* PASSAGE TO READ

------

Eczema now joins the list of inflammatory conditions linked to cardiovascular risk.
British researchers report that individuals with severe eczema may be at greater risk for heart attack, stroke and atrial fibrillation. Their study appears in the BMJ.
Specifically, individuals with severe eczema had a 20 percent increased risk of stroke and a 40 percent to 50 percent greater risk of unstable angina, heart attack, atrial fibrillation and death from heart disease. This group also had a 70 percent increased risk for heart failure, the study showed. These risks remained after the researchers accounted for such factors as weight, smoking and alcohol use.
Still, this was an observational study, so the researchers couldn't prove cause and effect.
To arrive at their findings, the researchers compared data for more than 385,000 adults (average age 43) with eczema to up to five people of similar age and gender who didn't have eczema. Patients were classified as having mild, moderate or severe eczema and followed for an average of five years.

------

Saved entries
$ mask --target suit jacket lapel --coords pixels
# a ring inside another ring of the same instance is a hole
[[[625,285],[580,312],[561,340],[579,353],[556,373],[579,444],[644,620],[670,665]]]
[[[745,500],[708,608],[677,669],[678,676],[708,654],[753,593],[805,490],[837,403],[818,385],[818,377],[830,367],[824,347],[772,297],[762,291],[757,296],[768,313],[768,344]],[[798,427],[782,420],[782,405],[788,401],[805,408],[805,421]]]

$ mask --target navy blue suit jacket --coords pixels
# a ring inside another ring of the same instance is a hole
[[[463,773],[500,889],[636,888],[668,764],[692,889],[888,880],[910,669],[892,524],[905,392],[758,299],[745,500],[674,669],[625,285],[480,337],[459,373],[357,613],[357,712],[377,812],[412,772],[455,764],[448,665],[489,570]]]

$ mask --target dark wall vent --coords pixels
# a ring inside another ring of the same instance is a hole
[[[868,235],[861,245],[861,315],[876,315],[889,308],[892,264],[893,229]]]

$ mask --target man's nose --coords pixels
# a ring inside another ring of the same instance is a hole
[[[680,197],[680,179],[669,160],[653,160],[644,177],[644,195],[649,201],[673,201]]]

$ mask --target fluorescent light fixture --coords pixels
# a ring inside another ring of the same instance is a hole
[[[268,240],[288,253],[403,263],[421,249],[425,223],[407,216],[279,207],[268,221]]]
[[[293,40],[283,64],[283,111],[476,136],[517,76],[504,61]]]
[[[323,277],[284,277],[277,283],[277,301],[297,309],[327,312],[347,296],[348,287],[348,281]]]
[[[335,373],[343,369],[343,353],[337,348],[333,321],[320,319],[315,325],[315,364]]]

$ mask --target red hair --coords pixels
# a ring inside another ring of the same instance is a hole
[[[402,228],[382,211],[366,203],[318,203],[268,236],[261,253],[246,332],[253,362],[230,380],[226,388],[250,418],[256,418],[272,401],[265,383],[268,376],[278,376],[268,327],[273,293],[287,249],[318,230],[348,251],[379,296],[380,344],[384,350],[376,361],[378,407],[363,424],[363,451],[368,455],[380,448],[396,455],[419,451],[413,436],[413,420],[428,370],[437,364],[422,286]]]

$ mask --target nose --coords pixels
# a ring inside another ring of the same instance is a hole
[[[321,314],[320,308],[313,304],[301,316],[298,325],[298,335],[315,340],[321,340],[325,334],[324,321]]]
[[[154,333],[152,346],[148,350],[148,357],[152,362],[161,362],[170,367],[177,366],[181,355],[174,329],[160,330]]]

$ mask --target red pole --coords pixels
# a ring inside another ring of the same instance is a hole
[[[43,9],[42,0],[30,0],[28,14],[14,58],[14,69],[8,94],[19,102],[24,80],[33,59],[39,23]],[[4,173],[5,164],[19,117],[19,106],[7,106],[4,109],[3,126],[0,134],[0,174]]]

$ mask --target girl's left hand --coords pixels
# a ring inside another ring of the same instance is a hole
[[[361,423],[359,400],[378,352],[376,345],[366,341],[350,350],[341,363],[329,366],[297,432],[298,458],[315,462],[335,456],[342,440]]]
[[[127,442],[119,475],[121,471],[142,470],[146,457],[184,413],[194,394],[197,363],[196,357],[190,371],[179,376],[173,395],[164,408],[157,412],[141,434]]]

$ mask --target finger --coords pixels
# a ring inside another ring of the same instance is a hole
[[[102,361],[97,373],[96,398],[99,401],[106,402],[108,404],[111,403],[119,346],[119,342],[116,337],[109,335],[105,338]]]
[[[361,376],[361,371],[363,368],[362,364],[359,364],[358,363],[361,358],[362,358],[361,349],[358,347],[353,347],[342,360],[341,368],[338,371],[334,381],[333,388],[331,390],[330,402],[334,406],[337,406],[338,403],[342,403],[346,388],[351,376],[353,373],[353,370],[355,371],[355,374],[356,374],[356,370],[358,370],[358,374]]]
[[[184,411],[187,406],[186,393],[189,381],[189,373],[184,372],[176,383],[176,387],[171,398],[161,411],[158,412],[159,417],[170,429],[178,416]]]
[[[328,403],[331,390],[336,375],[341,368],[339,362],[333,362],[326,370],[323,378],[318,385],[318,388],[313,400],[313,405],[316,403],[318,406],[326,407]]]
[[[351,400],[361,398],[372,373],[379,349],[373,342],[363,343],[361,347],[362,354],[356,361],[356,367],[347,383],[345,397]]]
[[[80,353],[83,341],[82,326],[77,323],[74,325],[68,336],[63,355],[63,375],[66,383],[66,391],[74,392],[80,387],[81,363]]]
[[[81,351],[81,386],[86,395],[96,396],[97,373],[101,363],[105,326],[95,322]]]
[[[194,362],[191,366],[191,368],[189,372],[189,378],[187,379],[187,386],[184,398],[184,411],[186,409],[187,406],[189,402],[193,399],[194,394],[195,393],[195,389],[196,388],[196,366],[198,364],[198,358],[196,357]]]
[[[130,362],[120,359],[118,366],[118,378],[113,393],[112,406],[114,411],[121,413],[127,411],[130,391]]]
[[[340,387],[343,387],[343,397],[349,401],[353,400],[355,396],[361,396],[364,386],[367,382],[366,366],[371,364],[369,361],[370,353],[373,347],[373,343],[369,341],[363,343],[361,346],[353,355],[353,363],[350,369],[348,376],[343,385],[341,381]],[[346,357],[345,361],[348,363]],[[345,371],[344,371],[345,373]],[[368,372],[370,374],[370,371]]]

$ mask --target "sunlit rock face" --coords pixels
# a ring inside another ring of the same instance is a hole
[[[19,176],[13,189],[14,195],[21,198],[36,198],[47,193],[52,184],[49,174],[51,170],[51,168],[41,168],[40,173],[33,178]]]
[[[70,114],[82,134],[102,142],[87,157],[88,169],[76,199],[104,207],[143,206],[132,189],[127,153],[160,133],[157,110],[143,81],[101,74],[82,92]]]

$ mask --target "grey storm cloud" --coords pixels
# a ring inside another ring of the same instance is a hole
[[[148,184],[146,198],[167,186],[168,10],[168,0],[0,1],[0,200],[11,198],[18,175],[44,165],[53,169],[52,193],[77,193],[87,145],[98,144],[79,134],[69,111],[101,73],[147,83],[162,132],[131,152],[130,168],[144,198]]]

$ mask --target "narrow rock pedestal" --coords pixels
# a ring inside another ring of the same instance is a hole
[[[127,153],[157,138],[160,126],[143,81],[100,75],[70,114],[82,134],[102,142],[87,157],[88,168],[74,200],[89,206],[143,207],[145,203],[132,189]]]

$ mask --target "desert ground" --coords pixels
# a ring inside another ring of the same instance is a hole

------

* WORK TO BE COMPLETED
Continue the article on eczema and heart risk, starting after its final sentence.

* RESPONSE TO THIS TASK
In an accompanying editorial, Dr. John Ingram, a consultant dermatologist at Cardiff University in Wales, writes that the new study “makes the case for targeted screening of standard CV disease risk factors. We may need to rethink thresholds for primary prevention interventions in this patient group, by factoring in severe eczema as an independent CV disease risk factor.”
Moreover, the results “will contribute to the justification for expensive next generation biologic drugs that are becoming available for atopic eczema,” he writes. “Exploring whether these eczema drugs reduce CV events in patients with severe eczema is the next important step.”